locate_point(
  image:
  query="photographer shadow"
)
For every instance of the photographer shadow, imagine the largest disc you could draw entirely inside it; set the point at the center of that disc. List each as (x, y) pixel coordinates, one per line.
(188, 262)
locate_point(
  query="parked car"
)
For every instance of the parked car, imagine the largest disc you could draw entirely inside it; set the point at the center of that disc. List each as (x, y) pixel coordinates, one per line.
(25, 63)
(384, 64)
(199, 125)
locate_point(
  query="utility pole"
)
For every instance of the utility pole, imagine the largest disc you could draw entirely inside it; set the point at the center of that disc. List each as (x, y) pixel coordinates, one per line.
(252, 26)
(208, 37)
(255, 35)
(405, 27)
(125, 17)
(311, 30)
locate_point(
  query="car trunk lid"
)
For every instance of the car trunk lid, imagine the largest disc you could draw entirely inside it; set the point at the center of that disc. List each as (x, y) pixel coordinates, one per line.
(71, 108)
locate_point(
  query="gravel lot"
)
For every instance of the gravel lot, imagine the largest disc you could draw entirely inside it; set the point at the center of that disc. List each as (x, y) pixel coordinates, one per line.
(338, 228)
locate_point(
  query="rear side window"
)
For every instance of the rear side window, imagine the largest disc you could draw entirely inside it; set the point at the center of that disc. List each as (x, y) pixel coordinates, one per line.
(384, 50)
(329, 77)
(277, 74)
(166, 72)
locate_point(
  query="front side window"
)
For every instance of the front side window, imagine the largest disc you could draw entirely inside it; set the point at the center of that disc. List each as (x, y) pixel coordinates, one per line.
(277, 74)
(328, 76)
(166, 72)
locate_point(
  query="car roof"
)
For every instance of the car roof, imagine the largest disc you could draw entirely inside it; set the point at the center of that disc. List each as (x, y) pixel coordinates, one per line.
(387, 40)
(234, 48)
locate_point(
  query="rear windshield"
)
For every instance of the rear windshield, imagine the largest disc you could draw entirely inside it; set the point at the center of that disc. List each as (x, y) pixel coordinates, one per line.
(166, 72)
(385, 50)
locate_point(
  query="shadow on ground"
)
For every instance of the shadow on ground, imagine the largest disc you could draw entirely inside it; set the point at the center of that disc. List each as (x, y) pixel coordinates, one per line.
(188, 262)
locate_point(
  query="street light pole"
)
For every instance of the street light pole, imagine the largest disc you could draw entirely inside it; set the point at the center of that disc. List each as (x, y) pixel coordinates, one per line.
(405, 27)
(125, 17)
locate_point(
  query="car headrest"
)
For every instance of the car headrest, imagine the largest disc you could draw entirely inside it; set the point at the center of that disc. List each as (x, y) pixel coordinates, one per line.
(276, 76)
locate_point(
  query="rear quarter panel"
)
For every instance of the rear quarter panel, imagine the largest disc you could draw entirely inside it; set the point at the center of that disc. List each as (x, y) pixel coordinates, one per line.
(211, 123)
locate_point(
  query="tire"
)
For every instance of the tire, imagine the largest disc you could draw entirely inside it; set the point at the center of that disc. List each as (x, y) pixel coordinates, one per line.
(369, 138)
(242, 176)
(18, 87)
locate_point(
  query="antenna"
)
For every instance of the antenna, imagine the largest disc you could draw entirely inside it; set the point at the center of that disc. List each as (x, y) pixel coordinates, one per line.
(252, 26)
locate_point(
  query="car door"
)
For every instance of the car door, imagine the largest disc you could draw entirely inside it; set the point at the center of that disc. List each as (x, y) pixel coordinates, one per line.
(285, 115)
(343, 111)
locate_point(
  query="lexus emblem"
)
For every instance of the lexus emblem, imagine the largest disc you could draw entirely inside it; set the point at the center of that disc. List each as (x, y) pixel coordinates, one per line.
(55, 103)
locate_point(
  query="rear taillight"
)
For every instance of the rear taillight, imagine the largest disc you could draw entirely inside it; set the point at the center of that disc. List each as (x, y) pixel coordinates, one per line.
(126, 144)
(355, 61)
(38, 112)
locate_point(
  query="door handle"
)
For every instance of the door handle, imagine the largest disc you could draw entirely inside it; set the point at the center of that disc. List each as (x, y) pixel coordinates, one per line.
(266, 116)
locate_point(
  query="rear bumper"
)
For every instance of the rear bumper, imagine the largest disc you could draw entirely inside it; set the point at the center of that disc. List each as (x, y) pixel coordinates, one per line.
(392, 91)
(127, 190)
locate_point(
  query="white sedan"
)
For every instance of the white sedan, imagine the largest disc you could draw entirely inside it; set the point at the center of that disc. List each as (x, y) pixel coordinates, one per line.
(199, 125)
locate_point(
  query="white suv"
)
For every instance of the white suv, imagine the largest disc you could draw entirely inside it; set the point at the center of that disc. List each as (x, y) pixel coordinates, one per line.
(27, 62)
* * *
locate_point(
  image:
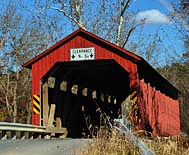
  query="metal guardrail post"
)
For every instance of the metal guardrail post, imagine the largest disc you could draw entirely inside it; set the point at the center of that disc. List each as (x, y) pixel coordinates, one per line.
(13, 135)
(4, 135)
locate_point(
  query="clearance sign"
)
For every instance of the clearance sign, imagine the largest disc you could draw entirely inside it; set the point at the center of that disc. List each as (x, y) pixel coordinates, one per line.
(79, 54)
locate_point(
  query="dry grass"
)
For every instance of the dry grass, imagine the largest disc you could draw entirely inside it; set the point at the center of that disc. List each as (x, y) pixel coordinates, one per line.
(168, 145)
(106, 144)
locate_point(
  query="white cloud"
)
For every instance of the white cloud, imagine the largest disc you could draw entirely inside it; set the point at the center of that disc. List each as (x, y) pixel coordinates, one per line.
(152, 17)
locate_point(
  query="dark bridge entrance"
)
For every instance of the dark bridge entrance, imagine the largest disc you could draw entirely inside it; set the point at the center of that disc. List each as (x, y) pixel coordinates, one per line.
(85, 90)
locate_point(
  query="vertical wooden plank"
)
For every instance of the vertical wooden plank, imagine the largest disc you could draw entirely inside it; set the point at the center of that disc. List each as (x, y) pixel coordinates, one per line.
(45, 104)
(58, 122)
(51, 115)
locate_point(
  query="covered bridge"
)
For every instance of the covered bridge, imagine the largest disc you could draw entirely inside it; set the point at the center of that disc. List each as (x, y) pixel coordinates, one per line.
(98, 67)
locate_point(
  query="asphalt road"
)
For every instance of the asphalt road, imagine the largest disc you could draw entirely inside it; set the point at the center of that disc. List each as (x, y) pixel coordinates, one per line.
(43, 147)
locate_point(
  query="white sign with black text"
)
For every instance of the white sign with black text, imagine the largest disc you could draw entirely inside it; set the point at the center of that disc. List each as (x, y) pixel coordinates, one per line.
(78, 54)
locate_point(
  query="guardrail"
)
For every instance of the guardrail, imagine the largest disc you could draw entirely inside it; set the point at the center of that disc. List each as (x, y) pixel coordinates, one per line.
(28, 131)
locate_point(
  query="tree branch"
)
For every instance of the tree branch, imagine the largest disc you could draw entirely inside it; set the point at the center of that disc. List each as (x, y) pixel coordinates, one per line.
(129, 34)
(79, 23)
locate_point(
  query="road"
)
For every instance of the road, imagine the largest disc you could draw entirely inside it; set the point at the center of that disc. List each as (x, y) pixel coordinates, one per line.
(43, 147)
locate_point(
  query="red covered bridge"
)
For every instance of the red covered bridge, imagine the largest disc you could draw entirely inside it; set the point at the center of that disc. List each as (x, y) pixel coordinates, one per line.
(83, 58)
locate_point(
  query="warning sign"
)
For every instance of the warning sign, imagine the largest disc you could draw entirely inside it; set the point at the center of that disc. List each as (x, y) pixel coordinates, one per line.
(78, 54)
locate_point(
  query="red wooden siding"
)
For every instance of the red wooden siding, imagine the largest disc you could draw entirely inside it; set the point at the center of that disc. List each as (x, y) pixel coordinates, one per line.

**What the exercise asks:** Copy out, in full, every line of the items above that contains the word "dark".

**Output of the exercise:**
  query="dark bridge entrance"
For every instance of the dark bridge entrance, imagine the largest disc you could draw entirely inside it; set the point at the center of that disc. List each as (x, y) pixel coordinates, one per line.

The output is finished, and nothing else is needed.